## Work instructions:
List every line in the records below that contains the string "trail", copying each one in full.

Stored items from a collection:
= = = = = = =
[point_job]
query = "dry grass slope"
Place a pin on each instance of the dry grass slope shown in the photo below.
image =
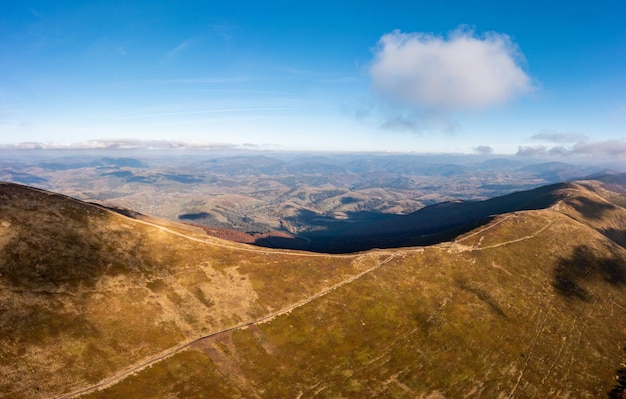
(531, 305)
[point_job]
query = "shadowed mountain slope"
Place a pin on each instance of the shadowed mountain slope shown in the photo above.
(429, 225)
(97, 305)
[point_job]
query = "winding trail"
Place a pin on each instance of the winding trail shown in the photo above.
(145, 363)
(122, 374)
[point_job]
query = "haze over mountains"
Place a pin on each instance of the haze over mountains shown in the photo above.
(291, 200)
(528, 300)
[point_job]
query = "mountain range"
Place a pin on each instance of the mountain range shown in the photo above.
(518, 296)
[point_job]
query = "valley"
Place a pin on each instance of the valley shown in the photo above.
(529, 302)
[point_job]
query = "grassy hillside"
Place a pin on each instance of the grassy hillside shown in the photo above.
(532, 304)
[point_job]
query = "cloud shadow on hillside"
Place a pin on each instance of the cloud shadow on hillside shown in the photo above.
(572, 274)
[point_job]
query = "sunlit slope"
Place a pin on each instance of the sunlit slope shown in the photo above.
(98, 305)
(531, 305)
(86, 293)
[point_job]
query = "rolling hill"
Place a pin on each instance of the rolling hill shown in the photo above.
(530, 302)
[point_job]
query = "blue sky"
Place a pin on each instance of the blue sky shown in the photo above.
(533, 78)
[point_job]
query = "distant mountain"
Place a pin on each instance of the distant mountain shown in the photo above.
(94, 304)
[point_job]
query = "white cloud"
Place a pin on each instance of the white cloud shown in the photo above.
(460, 72)
(483, 149)
(527, 151)
(607, 148)
(596, 149)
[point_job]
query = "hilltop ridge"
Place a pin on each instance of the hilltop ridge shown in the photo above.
(99, 305)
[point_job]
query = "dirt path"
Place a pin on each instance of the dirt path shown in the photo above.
= = = = = = =
## Solved problem:
query = "winding trail"
Place a pin on each instance of the winding trail shown in the photo above.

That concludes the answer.